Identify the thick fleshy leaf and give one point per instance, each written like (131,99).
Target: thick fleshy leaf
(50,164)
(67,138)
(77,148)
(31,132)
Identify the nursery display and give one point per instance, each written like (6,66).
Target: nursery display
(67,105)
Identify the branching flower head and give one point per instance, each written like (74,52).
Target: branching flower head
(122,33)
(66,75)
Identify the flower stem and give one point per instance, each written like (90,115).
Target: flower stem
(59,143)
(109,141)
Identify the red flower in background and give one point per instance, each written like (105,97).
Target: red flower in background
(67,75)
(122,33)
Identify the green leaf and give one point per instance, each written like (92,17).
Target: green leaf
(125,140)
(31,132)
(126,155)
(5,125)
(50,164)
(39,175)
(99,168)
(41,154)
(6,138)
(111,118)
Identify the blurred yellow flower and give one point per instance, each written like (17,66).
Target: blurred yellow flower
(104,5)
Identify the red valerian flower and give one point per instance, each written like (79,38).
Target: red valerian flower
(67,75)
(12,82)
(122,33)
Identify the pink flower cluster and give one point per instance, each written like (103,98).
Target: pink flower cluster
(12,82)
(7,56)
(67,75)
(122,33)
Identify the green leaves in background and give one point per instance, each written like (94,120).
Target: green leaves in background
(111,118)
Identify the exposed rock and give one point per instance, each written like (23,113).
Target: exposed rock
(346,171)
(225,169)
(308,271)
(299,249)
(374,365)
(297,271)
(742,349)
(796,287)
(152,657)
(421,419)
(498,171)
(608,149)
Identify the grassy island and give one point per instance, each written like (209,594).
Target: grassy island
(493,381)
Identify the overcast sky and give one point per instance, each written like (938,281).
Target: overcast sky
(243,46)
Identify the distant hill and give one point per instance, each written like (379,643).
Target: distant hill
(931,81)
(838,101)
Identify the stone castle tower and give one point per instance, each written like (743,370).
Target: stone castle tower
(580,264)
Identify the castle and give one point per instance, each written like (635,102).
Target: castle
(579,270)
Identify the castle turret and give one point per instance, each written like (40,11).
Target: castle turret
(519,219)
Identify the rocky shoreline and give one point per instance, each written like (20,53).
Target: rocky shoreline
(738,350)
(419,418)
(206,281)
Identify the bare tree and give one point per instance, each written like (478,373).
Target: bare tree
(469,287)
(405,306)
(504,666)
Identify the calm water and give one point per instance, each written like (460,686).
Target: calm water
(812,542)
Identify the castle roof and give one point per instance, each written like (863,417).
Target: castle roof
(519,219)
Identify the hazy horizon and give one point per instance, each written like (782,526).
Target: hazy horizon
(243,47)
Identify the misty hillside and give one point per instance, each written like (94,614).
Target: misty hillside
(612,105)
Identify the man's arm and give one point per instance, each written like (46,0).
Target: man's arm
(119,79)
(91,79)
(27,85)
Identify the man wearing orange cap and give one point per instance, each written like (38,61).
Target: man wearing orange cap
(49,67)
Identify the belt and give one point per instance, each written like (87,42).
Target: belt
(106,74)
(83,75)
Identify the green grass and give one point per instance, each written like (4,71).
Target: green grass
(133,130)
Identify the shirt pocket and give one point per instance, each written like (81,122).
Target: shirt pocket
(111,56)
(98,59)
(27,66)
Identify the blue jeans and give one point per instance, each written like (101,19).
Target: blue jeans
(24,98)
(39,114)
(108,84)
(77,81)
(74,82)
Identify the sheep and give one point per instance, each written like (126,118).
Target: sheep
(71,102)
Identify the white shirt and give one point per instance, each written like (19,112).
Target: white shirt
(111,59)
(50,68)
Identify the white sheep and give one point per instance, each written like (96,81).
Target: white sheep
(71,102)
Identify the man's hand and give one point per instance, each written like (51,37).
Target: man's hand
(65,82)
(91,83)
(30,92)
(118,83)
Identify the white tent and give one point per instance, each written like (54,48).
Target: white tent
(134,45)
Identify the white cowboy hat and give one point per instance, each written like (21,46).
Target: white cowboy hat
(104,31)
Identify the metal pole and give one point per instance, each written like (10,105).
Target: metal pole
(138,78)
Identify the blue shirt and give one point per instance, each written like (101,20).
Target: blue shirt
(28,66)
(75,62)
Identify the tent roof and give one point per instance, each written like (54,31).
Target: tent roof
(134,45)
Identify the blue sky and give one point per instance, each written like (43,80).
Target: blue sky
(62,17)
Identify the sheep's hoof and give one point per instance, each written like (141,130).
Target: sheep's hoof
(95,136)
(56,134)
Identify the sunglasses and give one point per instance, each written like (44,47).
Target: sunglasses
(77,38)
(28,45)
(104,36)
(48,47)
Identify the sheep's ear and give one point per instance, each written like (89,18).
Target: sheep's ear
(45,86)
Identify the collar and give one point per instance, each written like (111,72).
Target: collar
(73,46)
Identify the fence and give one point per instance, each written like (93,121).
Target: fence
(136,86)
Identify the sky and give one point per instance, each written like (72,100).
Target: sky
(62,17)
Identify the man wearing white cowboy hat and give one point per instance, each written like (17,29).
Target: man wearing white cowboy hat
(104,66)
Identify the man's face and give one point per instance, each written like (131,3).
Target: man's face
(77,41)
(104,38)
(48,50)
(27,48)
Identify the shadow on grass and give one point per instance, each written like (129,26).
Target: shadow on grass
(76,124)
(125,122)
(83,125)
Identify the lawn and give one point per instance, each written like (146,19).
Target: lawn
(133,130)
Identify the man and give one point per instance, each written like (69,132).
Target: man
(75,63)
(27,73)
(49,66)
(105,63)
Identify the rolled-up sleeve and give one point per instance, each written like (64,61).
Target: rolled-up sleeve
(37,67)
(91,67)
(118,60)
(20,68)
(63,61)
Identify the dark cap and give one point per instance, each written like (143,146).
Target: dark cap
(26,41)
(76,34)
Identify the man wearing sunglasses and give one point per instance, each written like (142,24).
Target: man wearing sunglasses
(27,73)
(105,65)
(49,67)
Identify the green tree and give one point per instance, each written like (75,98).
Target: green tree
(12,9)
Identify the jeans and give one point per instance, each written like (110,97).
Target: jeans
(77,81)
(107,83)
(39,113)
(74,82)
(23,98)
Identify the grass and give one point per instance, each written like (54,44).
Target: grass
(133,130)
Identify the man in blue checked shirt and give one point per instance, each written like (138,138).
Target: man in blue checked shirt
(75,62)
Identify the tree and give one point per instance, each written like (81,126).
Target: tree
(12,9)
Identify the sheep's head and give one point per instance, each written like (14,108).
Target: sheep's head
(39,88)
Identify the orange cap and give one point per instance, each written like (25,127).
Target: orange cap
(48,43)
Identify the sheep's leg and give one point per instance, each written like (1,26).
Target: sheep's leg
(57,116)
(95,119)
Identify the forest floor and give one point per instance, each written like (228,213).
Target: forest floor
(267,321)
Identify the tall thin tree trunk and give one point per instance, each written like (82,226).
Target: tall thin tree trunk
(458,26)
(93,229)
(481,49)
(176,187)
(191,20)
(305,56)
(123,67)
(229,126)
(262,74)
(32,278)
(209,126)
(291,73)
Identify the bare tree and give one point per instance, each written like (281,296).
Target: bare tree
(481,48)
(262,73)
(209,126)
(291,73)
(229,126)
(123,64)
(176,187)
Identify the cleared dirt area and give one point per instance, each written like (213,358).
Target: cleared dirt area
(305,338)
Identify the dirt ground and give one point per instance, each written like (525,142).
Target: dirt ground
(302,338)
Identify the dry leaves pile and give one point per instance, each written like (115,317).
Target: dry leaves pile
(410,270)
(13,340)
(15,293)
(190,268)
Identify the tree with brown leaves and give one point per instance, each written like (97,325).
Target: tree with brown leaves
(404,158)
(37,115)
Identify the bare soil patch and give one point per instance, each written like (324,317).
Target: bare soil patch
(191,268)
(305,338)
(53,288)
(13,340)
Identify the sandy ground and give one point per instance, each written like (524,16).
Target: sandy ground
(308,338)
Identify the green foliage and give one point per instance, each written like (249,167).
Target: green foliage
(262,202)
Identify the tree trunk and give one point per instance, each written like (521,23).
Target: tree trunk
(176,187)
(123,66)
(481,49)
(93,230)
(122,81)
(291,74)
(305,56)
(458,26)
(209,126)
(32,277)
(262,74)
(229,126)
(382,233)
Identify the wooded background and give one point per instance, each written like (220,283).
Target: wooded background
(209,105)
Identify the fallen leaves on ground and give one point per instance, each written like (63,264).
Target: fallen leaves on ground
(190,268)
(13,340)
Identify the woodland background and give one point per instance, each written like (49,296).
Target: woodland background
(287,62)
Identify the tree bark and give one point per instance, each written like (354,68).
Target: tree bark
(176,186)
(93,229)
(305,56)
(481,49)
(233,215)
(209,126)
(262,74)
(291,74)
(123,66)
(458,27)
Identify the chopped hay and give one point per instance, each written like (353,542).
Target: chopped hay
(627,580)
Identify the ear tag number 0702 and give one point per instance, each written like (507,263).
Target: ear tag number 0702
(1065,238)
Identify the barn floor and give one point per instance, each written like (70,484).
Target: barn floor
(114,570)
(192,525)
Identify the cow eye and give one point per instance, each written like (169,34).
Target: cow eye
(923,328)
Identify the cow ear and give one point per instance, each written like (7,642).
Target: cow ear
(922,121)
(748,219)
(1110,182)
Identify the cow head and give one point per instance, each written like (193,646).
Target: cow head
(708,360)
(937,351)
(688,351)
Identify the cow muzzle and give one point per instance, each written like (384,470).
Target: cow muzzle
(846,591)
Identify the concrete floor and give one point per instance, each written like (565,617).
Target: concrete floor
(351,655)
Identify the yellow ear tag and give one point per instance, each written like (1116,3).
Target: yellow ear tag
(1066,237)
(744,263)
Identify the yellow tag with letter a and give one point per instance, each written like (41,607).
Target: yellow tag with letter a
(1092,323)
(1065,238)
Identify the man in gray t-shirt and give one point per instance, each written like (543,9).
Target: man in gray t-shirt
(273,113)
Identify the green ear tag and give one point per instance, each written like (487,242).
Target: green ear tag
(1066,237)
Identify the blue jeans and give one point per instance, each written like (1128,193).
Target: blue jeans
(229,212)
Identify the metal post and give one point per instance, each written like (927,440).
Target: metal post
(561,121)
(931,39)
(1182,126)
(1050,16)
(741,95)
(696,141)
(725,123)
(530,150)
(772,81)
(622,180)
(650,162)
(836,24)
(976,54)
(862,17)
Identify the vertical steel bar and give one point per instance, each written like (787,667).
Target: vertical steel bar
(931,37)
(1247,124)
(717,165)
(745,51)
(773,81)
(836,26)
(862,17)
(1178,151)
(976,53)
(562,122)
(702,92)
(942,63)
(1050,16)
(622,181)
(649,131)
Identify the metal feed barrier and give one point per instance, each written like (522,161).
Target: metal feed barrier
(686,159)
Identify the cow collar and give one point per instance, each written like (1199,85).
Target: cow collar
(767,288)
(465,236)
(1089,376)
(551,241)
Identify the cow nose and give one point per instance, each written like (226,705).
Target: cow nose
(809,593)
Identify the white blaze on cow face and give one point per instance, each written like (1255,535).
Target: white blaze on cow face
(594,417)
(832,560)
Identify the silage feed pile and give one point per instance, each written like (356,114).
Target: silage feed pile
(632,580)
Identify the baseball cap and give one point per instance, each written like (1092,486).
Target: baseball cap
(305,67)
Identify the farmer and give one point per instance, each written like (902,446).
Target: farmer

------------------------------------------------

• _Aim of the task_:
Give the exact lines, and only those, from the line containing "Target: green leaf" through the line containing "Identify the exposed" in the entries above.

• _The answer_:
Target: green leaf
(125,140)
(31,132)
(126,155)
(5,125)
(50,164)
(39,175)
(99,168)
(41,154)
(6,138)
(111,118)
Identify the blurred yellow flower and give one point per instance, each written like (17,66).
Target: blurred yellow flower
(104,5)
Identify the red valerian flower and give one point per instance, each written like (79,38).
Target: red valerian flower
(67,75)
(12,82)
(122,33)
Identify the pink flower cluster and give one point per instance, each written like (103,98).
Target: pink flower cluster
(12,82)
(7,56)
(67,75)
(122,33)
Identify the green leaves in background and give one point per instance, each written like (94,120).
Target: green leaves in background
(111,118)
Identify the exposed rock and give one point per instance, each written like (23,113).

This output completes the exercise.